--- start ---

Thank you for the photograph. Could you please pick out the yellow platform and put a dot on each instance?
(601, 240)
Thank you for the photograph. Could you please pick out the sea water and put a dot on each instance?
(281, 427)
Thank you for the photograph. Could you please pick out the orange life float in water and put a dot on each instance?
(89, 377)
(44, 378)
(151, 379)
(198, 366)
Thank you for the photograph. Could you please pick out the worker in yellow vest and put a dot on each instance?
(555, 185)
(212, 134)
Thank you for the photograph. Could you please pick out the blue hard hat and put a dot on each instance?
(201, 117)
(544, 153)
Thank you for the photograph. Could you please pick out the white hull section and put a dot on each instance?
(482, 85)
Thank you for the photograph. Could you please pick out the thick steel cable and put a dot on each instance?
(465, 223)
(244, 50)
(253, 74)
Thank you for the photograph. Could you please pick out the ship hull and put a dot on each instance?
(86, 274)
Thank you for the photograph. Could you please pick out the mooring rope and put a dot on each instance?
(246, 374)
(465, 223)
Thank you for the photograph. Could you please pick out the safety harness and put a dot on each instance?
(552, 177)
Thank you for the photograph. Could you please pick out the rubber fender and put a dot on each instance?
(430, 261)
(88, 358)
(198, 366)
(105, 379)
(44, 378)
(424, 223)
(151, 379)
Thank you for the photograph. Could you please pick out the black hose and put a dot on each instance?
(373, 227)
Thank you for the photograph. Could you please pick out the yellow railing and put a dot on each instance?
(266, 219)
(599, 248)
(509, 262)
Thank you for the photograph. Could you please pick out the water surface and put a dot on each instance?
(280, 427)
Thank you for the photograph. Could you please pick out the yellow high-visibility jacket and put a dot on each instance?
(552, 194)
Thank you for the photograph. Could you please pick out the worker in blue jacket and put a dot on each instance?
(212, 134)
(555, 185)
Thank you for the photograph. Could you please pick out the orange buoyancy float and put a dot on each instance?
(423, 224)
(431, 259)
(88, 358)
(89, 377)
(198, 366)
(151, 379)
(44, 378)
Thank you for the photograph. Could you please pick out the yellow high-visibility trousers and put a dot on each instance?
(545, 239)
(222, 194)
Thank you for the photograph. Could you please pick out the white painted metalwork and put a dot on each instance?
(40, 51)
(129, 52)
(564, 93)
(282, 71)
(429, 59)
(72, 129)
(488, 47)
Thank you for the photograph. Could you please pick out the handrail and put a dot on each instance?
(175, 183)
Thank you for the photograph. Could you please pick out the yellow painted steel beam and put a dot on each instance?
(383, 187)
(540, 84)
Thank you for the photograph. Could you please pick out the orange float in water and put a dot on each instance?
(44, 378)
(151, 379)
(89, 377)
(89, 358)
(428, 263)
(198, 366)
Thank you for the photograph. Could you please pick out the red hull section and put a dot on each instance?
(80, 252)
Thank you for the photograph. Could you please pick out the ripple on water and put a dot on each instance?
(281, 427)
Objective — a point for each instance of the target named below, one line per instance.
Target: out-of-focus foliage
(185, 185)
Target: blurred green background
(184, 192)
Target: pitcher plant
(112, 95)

--- end ---
--- start ---

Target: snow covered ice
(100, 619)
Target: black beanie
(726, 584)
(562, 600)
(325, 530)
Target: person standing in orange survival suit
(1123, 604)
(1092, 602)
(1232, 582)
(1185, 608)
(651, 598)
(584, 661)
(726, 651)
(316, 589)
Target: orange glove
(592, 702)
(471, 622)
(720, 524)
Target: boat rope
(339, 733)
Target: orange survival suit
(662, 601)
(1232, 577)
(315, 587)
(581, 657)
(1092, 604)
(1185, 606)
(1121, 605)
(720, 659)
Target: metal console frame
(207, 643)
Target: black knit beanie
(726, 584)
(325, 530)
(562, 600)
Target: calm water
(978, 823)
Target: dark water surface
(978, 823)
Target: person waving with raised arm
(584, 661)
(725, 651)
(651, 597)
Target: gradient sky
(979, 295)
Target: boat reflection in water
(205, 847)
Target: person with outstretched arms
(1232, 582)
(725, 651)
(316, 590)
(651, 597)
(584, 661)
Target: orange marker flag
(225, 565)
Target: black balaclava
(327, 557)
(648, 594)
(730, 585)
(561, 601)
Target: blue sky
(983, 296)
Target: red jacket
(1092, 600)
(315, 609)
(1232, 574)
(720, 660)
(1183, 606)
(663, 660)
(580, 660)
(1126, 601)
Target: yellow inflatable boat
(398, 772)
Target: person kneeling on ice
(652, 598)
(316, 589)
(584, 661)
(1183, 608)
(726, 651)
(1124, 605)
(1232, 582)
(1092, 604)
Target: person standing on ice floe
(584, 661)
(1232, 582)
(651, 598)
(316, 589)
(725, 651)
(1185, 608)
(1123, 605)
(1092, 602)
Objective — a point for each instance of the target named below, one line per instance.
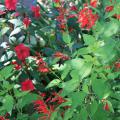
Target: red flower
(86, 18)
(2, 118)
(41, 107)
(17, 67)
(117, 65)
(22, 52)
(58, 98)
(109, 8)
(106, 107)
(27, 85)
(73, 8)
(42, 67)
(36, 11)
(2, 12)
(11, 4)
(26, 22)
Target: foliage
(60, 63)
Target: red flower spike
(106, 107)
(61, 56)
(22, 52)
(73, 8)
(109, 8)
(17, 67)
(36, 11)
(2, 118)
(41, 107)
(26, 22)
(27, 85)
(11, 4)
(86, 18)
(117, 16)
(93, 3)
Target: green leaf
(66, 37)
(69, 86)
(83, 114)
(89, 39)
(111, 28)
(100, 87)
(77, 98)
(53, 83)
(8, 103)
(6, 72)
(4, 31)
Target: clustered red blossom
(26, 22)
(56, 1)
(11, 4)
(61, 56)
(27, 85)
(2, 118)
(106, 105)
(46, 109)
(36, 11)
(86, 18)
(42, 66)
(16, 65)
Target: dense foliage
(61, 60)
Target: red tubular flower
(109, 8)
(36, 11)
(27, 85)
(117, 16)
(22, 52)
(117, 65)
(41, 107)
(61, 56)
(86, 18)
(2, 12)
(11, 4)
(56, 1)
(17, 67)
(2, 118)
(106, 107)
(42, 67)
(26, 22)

--- end ---

Problem description:
Identify every line in the listing above that contains the word "steel", and copy each of those lines in full.

Reply:
Thank you for the photograph. Could you please pick out the thick steel cable and put a dot on each instance?
Thank you for the photograph. Could you please pick out the yellow painted steel beam and put a dot on each instance?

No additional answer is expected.